## Task objective
Beneath this line are the data; copy exactly the part of them that opens with the line containing "Thank you for the photo. Could you point to the broken" and closes with the line containing "the window frame", and only that part.

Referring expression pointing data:
■ ■ ■

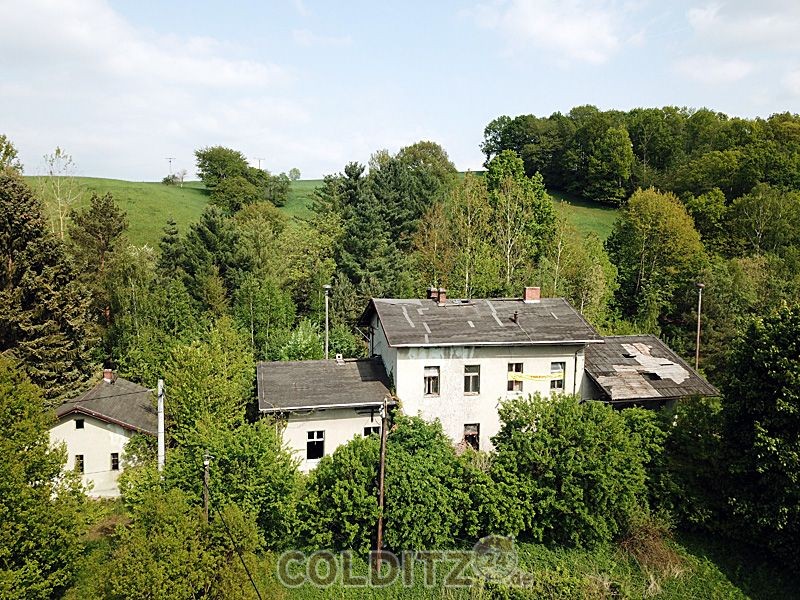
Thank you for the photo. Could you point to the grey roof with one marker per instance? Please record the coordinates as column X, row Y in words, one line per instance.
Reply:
column 641, row 367
column 120, row 402
column 314, row 384
column 479, row 322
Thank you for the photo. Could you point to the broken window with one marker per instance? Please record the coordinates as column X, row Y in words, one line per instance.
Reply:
column 431, row 381
column 557, row 371
column 472, row 434
column 514, row 385
column 315, row 447
column 472, row 379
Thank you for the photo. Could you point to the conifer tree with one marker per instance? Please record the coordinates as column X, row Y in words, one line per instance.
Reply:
column 45, row 314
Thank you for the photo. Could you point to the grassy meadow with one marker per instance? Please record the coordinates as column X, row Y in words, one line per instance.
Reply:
column 149, row 205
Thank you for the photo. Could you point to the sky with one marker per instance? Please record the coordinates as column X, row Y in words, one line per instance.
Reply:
column 121, row 85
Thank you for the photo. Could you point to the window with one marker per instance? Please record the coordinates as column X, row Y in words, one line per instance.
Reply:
column 514, row 385
column 431, row 381
column 472, row 379
column 557, row 376
column 472, row 434
column 315, row 447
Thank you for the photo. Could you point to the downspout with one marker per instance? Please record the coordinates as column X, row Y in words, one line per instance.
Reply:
column 575, row 372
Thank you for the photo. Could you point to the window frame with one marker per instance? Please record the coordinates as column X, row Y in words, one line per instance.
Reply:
column 315, row 439
column 515, row 386
column 426, row 378
column 554, row 387
column 472, row 381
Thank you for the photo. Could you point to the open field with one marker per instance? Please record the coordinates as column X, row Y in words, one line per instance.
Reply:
column 150, row 204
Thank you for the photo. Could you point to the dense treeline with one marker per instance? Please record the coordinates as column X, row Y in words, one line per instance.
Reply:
column 244, row 283
column 606, row 155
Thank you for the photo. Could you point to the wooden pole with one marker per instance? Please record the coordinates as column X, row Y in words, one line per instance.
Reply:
column 381, row 478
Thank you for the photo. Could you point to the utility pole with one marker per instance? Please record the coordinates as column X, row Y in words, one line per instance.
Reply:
column 327, row 288
column 161, row 445
column 206, row 462
column 700, row 287
column 381, row 478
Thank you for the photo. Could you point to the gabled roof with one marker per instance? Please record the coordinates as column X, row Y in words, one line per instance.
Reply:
column 628, row 368
column 317, row 384
column 121, row 402
column 479, row 322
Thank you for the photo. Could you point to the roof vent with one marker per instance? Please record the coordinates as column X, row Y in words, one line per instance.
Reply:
column 532, row 295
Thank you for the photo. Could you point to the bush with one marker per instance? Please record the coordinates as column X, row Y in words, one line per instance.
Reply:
column 568, row 472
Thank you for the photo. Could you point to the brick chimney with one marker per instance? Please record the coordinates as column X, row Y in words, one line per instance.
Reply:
column 532, row 295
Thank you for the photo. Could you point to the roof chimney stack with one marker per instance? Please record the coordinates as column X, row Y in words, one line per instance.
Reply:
column 532, row 295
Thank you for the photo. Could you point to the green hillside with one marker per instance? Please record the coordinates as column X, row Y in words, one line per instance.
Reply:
column 149, row 205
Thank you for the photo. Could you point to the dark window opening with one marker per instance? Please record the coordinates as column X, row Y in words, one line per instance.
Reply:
column 472, row 435
column 315, row 447
column 431, row 381
column 514, row 385
column 472, row 379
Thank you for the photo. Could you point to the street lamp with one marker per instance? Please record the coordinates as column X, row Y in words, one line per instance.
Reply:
column 700, row 287
column 327, row 288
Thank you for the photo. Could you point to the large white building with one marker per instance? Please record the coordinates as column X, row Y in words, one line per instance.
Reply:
column 457, row 360
column 96, row 426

■ ■ ■

## Result
Thank you for the photo. Could you point to the broken window with one marker per instance? Please record the coordinates as column X, row Y in words, one line per instance.
Reply:
column 431, row 381
column 557, row 371
column 472, row 434
column 514, row 385
column 315, row 447
column 472, row 379
Thank you for the photo. Could you point to the conifer tree with one marker per instance? Please record the coordinates as column X, row Y in words, one line per instance.
Reply:
column 45, row 314
Thank you for the photo. Could you point to the grassy meadow with one marker per instance? Please record the coordinates as column X, row Y in words, one line per instance.
Reply:
column 149, row 205
Thank you for the photo. Could you point to the sky with one marker per instance? Please record the coordinates as column X, row Y in words, one line per instance.
Reply:
column 121, row 85
Thank you for the photo. Could you point to the window with one marker per instance? Please record the coordinates as column X, row Y in words, one line per instance.
Reply:
column 514, row 385
column 431, row 381
column 472, row 379
column 557, row 376
column 472, row 434
column 315, row 447
Thank you for the photo. Could you point to the downspout with one marker per instance? Please record the coordinates as column X, row Y in words, one line per instance.
Reply:
column 575, row 372
Thank you for the photo. Could you point to the window frame with one marker per instance? Please record the coordinates as column X, row Y in words, one line per instance.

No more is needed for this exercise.